------ Texte à lire ------
Hélas, à côté de ce tableau des pratiques illicites, il ne faut pas s’attendre à trouver beaucoup de nuances dans la définition de ce qui est au contraire licite en matière de propriété intellectuelle. En effet, le domaine du Libre est totalement exclu du corpus de l’exposition. Et quand je dis exclu, il ne s’agit pas d’omission ou d’ignorance, mais bien de censure.

Initialement, les commissaires de l’exposition avaient prévu de consacrer un modeste volet à la présentation du Libre ; cela leur paraissait incontournable et c’est bien la moindre des choses. Dans cette optique, j’avais été contactée en septembre 2009 par une des commissaires adjointes qui me demandait de rédiger un texte concis définissant le Libre, ses enjeux et ses perspectives. Le texte devait être diffusé dans une petite zone de l’exposition équipée de bornes audio avec la version écrite affichée à proximité.

Mais le 16 avril 2010, quatre jours avant l’ouverture de l’exposition, j’ai reçu un mail de la commissaire en chef m’informant que mon texte ne pourra pas être diffusé : « notre partenaire principal, l’INPI, est farouchement opposé à ce que l’exposition donne la parole aux défenseurs du "libre". Nous avons essayé de discuter et d’argumenter avec eux mais l’INPI reste intransigeant sur sa position. Nous sommes donc obligés, avec grand regret, de ne pas présenter votre parole que vous aviez, aimablement, accepté de rédiger et d’enregistrer. ». Quelques minutes plus tard, je recevais un mail d’excuses de la commissaire adjointe, sincèrement désolée. En pièce jointe, elle me restituait mon texte, enrichi des traductions réalisées par son équipe. Je l’en remercie, car ces traductions sont bien le seul avantage que j’aurai tiré de cette affaire.
------
* _Liste des tâches_:
(A) Dans l'extrait sur l'exposition, énumérez ce que le texte commandé en septembre 2009 devait définir.
(B) Résumez en deux phrases l'extrait sur l'exposition.
------ Données fournies ------
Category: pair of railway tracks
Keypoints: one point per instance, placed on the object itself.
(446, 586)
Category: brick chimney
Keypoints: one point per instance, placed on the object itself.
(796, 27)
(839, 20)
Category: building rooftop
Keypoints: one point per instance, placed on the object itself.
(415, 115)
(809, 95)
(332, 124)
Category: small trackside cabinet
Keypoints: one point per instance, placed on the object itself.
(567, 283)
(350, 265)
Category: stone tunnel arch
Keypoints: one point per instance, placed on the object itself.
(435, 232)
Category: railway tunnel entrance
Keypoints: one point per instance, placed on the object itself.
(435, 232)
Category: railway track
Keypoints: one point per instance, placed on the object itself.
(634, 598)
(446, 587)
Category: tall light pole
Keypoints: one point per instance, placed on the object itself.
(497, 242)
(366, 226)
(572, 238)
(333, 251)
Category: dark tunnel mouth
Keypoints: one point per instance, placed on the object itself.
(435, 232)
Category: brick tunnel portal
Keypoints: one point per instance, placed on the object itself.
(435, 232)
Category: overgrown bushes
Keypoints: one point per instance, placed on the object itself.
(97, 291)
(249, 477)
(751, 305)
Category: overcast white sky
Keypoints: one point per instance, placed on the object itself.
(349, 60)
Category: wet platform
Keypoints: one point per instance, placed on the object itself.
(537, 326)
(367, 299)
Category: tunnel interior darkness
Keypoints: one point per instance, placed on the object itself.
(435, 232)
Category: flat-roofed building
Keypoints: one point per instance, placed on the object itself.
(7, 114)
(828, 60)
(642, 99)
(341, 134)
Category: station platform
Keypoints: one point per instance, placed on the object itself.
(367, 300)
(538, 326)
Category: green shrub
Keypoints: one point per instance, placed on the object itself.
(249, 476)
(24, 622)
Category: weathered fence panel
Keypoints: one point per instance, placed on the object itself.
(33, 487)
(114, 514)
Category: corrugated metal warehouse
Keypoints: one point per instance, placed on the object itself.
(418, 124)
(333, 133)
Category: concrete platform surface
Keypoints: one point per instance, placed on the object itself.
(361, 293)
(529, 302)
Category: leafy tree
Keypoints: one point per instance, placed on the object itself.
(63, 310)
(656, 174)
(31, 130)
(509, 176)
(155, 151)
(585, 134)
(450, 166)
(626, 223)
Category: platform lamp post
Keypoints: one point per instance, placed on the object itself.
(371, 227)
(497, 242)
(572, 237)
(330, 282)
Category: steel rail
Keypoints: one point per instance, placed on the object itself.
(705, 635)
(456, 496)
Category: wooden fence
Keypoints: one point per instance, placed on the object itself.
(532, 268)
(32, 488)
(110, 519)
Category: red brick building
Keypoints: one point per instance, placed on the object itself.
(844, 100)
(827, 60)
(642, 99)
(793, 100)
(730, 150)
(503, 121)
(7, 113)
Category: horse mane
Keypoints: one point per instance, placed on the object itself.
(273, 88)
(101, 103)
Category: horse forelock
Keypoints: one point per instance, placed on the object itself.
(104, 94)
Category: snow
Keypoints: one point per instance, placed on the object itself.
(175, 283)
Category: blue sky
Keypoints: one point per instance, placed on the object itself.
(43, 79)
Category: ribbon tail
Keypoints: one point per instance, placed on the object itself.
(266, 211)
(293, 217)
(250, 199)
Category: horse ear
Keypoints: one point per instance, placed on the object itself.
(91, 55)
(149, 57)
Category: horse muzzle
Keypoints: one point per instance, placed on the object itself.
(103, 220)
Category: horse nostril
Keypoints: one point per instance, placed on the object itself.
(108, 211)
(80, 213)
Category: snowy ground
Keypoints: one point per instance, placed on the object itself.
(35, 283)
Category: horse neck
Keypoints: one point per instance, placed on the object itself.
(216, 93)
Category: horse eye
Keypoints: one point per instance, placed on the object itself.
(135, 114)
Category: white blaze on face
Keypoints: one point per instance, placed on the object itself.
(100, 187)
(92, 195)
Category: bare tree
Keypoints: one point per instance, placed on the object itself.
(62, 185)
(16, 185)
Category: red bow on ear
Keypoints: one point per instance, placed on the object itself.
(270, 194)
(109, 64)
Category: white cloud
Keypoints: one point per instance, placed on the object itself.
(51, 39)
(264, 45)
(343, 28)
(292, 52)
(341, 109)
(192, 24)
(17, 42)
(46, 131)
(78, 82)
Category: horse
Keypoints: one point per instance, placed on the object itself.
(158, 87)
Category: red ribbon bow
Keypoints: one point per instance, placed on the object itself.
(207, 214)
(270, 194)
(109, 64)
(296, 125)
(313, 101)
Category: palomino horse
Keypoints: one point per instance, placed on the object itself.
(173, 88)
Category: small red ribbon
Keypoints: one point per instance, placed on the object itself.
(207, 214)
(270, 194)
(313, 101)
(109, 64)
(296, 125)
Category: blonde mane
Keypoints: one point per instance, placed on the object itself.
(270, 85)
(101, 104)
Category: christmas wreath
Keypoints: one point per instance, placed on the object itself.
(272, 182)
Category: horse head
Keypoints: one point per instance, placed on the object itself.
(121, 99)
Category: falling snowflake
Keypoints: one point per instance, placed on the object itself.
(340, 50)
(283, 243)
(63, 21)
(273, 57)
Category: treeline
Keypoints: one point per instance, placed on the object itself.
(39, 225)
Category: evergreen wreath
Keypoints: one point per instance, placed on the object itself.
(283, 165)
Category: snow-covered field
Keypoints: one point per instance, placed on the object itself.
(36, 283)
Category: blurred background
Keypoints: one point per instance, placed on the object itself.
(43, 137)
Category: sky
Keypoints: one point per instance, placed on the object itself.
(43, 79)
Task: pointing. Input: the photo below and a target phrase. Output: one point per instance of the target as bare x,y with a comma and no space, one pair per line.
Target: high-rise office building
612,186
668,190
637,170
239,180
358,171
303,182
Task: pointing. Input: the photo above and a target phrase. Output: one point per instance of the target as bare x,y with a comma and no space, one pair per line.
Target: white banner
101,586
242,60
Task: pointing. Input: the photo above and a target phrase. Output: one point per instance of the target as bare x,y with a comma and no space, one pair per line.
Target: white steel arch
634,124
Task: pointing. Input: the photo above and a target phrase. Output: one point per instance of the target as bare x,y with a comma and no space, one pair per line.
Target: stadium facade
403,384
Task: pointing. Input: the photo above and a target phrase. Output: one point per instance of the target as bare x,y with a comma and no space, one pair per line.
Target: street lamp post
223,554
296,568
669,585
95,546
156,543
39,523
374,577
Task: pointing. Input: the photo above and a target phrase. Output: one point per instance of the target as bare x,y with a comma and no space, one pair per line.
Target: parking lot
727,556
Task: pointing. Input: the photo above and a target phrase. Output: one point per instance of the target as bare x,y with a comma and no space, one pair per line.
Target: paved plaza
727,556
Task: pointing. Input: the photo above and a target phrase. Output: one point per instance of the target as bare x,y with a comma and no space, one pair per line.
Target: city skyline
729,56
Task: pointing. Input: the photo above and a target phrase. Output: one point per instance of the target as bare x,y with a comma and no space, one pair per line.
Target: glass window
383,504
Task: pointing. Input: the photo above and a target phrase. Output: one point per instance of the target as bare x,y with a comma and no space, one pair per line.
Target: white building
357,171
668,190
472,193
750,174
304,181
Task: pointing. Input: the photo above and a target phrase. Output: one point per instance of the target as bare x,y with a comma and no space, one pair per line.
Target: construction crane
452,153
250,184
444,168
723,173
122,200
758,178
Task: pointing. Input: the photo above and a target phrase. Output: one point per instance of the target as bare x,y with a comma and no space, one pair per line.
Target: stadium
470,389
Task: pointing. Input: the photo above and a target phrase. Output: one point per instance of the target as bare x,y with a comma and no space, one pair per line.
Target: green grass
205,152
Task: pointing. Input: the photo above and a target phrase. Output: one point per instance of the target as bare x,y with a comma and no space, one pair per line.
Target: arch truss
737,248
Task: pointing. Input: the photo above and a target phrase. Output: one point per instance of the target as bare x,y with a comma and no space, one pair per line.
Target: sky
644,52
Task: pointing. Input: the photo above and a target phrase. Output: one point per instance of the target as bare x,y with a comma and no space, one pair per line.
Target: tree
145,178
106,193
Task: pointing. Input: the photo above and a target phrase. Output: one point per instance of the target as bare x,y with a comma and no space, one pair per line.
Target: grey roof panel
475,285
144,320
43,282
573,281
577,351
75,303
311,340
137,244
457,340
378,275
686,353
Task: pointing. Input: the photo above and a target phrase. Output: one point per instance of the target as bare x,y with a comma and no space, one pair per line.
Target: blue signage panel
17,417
------
------ Données fournies ------
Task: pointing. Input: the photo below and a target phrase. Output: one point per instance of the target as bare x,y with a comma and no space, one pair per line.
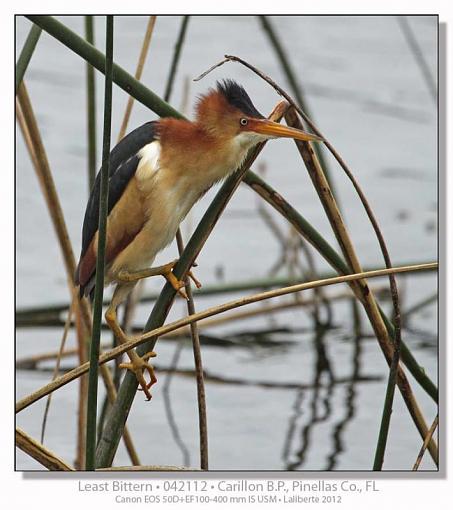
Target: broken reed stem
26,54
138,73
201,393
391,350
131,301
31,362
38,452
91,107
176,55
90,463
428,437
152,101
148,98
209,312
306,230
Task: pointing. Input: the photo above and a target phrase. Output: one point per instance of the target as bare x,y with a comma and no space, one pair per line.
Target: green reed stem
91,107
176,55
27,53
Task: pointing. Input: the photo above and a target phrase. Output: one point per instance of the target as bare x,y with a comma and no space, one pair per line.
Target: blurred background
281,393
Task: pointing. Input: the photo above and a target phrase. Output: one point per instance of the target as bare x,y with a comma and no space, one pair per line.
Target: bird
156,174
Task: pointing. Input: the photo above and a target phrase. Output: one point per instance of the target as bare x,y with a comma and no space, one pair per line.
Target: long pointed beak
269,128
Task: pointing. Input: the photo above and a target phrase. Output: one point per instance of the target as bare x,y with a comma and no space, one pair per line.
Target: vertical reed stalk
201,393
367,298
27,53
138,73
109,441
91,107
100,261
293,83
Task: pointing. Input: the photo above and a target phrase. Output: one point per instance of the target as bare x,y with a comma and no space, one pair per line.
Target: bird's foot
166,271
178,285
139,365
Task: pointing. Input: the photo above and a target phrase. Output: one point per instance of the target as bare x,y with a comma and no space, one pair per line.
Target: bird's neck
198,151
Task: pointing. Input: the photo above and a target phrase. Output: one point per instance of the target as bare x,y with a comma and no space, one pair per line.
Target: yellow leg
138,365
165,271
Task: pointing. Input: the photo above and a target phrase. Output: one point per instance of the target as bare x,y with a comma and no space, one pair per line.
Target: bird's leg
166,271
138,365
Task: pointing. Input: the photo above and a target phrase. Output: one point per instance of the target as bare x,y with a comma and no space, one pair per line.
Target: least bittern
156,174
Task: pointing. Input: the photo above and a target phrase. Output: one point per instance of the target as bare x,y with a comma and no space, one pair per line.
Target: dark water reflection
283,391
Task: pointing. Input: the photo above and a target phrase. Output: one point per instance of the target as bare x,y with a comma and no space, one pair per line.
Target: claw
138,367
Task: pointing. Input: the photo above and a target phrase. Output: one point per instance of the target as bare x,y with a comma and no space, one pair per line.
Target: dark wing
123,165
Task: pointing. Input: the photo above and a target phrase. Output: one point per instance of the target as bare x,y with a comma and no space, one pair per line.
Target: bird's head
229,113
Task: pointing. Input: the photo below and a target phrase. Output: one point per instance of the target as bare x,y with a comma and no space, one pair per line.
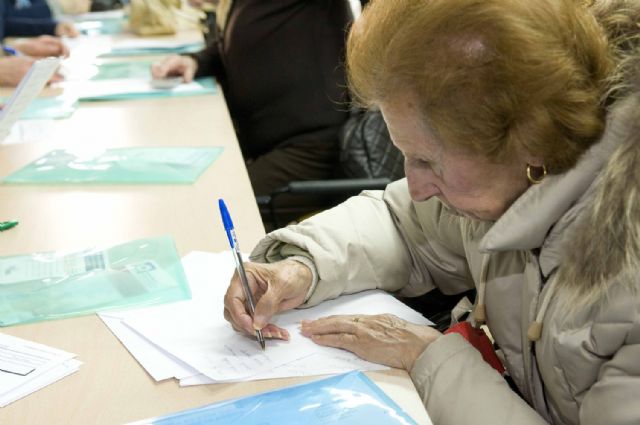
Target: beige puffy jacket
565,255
------
* _Réponses par tâche_:
(A) Le Libre, ses enjeux et ses perspectives.

(B) Une personne sollicitée en septembre 2009 pour rédiger un texte définissant le Libre, destiné à une zone de l'exposition équipée de bornes audio, apprend le 16 avril 2010, quatre jours avant l'ouverture, que ce texte ne sera pas diffusé parce que l'INPI, partenaire principal, s'y oppose farouchement. Elle y voit une censure du Libre, exclu du corpus de l'exposition, et ne retire de l'affaire que les traductions de son texte réalisées par l'équipe de la commissaire adjointe.